### Exercise description
Please repeat each of the records that follow, exactly as written.

### Given records
****************************************
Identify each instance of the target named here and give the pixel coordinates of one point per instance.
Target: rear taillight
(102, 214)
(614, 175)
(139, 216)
****************************************
### Answer below
Identify each instance of the target named here and give the pixel coordinates of one point per instance.
Target: rear taillight
(102, 214)
(614, 175)
(139, 216)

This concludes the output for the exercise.